_Short exercise_. Word for word, quote all of the material, omitting the pictures.

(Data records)

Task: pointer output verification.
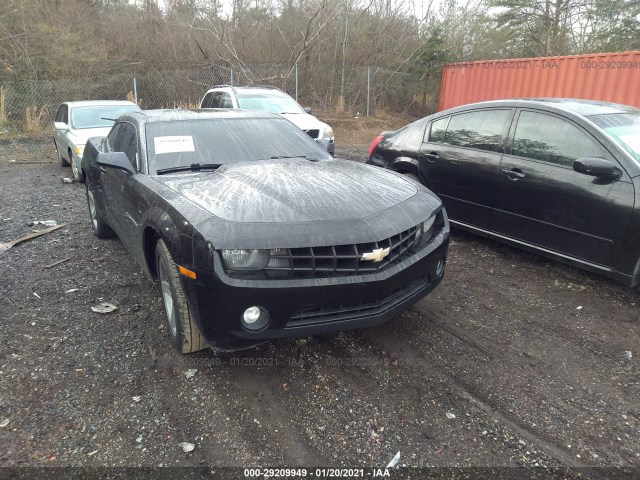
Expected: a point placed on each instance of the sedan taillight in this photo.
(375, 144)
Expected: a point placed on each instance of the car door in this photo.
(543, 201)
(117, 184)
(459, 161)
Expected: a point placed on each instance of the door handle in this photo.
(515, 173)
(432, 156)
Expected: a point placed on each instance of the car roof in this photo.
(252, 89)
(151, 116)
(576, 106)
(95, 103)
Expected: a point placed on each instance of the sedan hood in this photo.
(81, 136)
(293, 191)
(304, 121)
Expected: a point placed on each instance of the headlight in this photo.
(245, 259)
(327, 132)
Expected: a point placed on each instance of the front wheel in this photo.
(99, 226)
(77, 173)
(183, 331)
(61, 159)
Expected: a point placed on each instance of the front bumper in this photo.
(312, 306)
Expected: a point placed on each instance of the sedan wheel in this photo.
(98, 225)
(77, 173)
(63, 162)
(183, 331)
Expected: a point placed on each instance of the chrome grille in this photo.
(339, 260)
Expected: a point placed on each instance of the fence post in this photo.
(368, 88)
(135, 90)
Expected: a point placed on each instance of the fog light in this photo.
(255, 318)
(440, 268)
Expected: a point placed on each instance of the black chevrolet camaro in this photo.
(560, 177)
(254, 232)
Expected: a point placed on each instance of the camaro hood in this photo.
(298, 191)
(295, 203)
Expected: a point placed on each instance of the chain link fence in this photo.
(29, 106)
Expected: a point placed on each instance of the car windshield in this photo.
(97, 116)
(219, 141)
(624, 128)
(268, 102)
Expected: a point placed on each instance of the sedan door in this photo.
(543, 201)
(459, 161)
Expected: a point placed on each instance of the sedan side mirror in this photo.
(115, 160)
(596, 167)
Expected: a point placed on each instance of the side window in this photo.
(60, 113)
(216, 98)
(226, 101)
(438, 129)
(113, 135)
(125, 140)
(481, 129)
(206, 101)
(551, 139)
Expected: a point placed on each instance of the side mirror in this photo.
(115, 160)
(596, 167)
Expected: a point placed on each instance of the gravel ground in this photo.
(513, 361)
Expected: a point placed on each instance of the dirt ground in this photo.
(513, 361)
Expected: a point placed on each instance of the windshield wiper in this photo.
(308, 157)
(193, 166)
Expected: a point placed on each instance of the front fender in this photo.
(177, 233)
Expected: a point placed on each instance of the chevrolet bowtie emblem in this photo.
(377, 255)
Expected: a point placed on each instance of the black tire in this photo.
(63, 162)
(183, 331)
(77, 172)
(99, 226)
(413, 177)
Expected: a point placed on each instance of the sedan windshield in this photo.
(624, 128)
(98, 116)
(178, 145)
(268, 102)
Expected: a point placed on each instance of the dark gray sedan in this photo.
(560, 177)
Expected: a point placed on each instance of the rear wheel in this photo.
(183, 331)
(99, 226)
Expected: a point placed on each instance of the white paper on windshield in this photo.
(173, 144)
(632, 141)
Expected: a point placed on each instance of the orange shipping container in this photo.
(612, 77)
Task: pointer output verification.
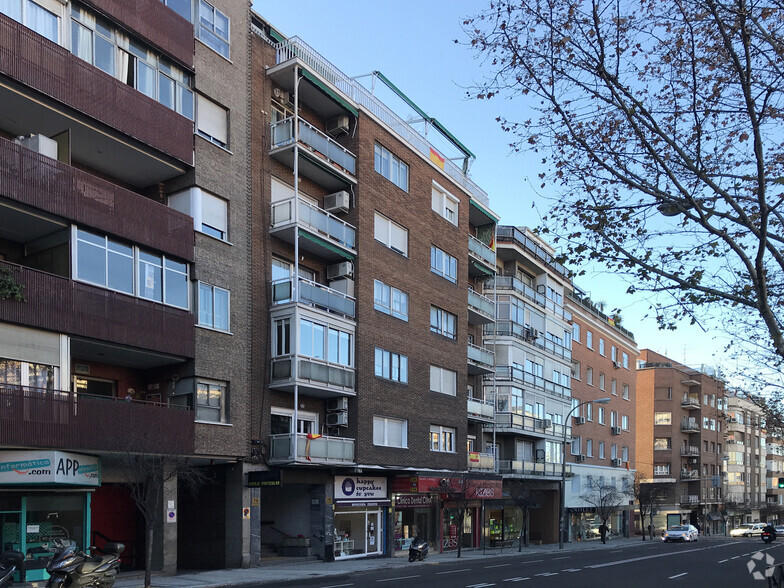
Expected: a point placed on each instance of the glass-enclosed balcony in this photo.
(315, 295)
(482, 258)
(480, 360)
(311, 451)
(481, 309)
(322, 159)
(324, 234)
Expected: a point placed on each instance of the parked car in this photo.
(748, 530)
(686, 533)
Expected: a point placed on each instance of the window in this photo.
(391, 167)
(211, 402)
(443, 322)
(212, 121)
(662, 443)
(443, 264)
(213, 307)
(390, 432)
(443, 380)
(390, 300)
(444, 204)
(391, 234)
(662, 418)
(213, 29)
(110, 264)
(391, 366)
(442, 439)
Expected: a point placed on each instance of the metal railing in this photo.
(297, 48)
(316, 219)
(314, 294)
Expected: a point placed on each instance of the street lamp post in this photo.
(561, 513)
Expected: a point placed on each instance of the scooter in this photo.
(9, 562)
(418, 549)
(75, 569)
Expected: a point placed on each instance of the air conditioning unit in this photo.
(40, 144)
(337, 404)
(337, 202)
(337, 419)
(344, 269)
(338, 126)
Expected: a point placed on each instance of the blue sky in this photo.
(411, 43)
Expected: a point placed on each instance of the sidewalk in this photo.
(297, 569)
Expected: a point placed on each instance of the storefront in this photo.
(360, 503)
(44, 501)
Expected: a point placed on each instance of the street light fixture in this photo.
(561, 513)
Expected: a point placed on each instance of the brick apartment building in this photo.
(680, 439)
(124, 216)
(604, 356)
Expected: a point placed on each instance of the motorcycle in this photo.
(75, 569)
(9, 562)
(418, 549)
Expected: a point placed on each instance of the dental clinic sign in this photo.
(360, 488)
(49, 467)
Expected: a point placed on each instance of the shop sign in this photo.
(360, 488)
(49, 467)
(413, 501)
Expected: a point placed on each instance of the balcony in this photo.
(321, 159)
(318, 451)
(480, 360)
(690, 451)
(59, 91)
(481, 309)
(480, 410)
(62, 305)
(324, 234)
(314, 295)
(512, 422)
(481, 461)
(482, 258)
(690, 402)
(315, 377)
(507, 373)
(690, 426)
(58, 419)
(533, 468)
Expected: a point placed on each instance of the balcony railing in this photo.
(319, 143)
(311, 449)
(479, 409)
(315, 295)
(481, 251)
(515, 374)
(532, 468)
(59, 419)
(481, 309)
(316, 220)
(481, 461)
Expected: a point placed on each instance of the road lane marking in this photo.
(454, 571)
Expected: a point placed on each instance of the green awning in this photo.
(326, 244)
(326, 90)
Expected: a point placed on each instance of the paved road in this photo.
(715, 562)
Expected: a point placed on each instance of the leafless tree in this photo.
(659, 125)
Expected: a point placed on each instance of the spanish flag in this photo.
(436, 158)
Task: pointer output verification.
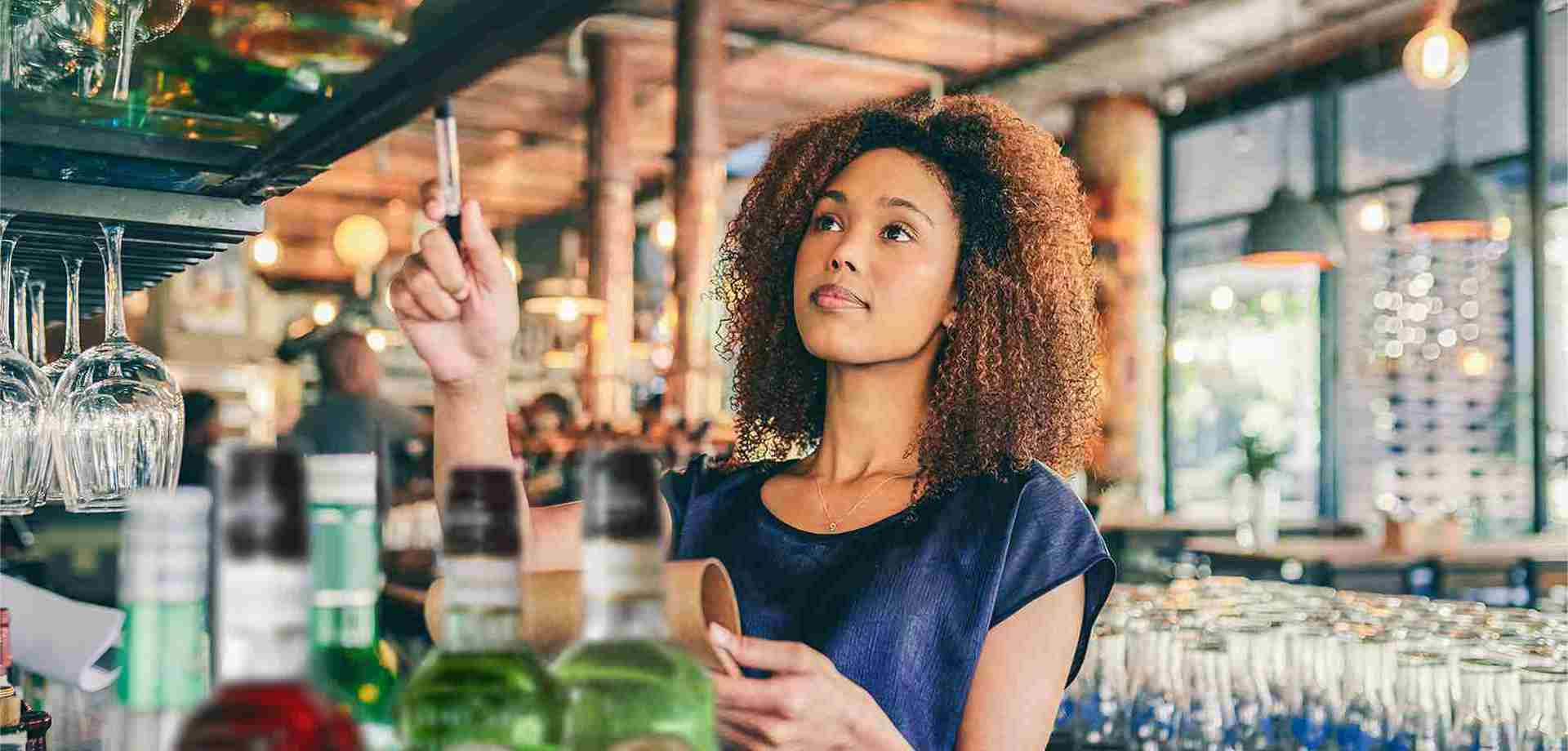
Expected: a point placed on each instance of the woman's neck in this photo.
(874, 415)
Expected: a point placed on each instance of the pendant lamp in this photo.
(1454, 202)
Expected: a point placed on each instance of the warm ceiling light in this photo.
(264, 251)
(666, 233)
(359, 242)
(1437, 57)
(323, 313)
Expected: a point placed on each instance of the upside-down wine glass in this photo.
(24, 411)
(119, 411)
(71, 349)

_Result for this exercise_.
Task: pointer output verification.
Expected: a point placed on each instance of the sedan taillight in this photo.
(375, 144)
Expected: a point placed on each instance of the car door in this photo.
(543, 201)
(117, 184)
(459, 161)
Expected: a point placed on each instance of the door handle in this photo.
(515, 173)
(432, 156)
Expected: a point placed on each instance of the car roof in this photo.
(252, 89)
(151, 116)
(576, 106)
(95, 103)
Expected: a point placed on each instance of the sedan hood in this photo.
(81, 136)
(293, 191)
(304, 121)
Expected: a point placed on each instance of the headlight in this photo.
(245, 259)
(327, 132)
Expected: a point placed on each instance of the front wheel in this photo.
(99, 226)
(77, 173)
(183, 331)
(61, 159)
Expected: a point placed on each instance of the front bumper in this photo.
(312, 306)
Expected: a point placed on each instance of the sedan wheel in this photo.
(98, 225)
(77, 173)
(63, 162)
(183, 331)
Expected: a point placed on each instance of the chrome grille in this photo.
(339, 260)
Expected: a point placed on each instance of the fence post in this photo.
(368, 88)
(135, 90)
Expected: a point placed on each instance of the fog light in this photo.
(255, 318)
(440, 268)
Expected: a point placed on each instance of the black chevrolet camaro in this photo.
(560, 177)
(254, 232)
Expected: a point placed on each instance of the camaro hood in this photo.
(298, 191)
(295, 203)
Expected: a point placed on each instance of the chain link fence in this photo.
(29, 106)
Expected: a point placed on each instance of the car windshield in this photo.
(97, 116)
(219, 141)
(624, 128)
(268, 102)
Expected: a point placed on each instance of the sedan door in this photo.
(543, 201)
(459, 161)
Expected: a point placed on each instance of the sedan side mirror in this photo.
(115, 160)
(596, 167)
Expected: a point placed on each instance of the side window in this photo.
(60, 113)
(216, 98)
(226, 101)
(438, 129)
(113, 135)
(125, 140)
(481, 129)
(206, 101)
(551, 139)
Expected: a point placed on each instance of the side mirror in this photo.
(115, 160)
(596, 167)
Expected: a point placed on each instance of the gravel ground in this photo.
(513, 361)
Expected: a point placed on each instance of the dirt ground in this photo.
(513, 361)
Expected: a point placed on each instance of the windshield wiper in this photo.
(308, 157)
(193, 166)
Expected: a point placed on each instance of the front fender in this photo.
(177, 233)
Expected: a point placed on each instance of the chevrolet bowtie emblem in this photo.
(377, 255)
Expected: a point placed on each instance of the black tire in this photo.
(63, 162)
(183, 331)
(77, 172)
(99, 226)
(413, 177)
Expected: a point placed on each instance of the sedan windshield in this photo.
(624, 128)
(98, 116)
(178, 145)
(268, 102)
Expected: a point placed on each instance of the dark gray sedan in this photo.
(560, 177)
Expected: a point placed on each instance of the rear wheel in this photo.
(183, 331)
(99, 226)
Expected: a point placed on each instance of the white paper on windshield in this photo.
(173, 144)
(632, 141)
Expected: a point placed on each instance of the orange shipping container in this photo.
(612, 77)
Task: pointer output verification.
Expected: a point placed on each instance of the glass-enclosed balcony in this photo.
(315, 295)
(482, 258)
(480, 360)
(311, 451)
(481, 309)
(322, 159)
(324, 234)
Expected: a point placed on each instance of the parked car in this photo.
(748, 530)
(686, 533)
Expected: a point placed on each instance of the window in this photo.
(391, 167)
(211, 402)
(443, 322)
(212, 121)
(662, 443)
(443, 264)
(213, 307)
(390, 432)
(443, 380)
(390, 300)
(444, 204)
(391, 234)
(662, 418)
(213, 29)
(110, 264)
(391, 366)
(442, 439)
Expected: a point placed on each instance of the metal railing in this photo.
(297, 48)
(316, 219)
(314, 294)
Expected: a point placed on each instance of the street lamp post in this photo.
(561, 513)
Expected: a point placed on each instance of the scooter in this photo.
(9, 562)
(418, 549)
(75, 569)
Expected: a point placed on each instance of the air conditioning unit in this photo.
(40, 144)
(337, 404)
(337, 202)
(337, 419)
(344, 269)
(338, 126)
Expected: a point placed on each instance of the blue sky in this photo.
(411, 43)
Expected: a point placed on each instance of the sidewalk in this photo.
(297, 569)
Expected: a point placed on each instance of the storefront in this photo.
(360, 503)
(44, 501)
Expected: a point placed on each instance of the street light fixture in this photo.
(561, 513)
Expected: a point placed on each instance of the brick apartment building in this photo.
(680, 439)
(124, 216)
(604, 356)
Expected: a point placed on each instance of the motorcycle in this photo.
(75, 569)
(9, 562)
(418, 549)
Expected: a point placed on each instance of the dental clinic sign in this photo.
(360, 488)
(49, 467)
Expected: a point placed on each instance of the shop sign in this photo.
(360, 488)
(49, 467)
(413, 501)
Expected: a point placed on each instance of the balcony in this photo.
(321, 159)
(318, 451)
(480, 360)
(690, 451)
(59, 91)
(481, 309)
(480, 410)
(62, 305)
(324, 234)
(314, 295)
(512, 422)
(481, 461)
(482, 258)
(690, 402)
(315, 377)
(507, 373)
(690, 426)
(58, 419)
(533, 468)
Expected: a point placed on each instance of the balcony railing in this photo.
(319, 143)
(311, 449)
(479, 409)
(315, 295)
(481, 251)
(515, 374)
(532, 468)
(59, 419)
(481, 309)
(316, 220)
(481, 461)
Expected: a point placed on each instance of the road lane marking in this photo.
(454, 571)
Expected: a point placed on each instance of the green awning in this photo.
(326, 244)
(326, 90)
Expected: a point placed on each instance of the paved road in this photo.
(715, 562)
Expected: a point placed on each instance of the leafless tree in this photo.
(659, 125)
Expected: a point placed on each instance of the spanish flag in this photo.
(436, 158)
Task: pointer output verification.
Expected: a point placed on each instance of the woman's neck in this photo.
(874, 415)
Expected: a point placed on each instance of the pendant lamp in this photo.
(1454, 202)
Expected: a point placed on each instance of the warm ceiling light in this photo.
(264, 251)
(666, 233)
(359, 242)
(1437, 57)
(323, 313)
Expected: a point placed on each instance of the upside-down wine glass in this photo.
(24, 411)
(119, 411)
(71, 349)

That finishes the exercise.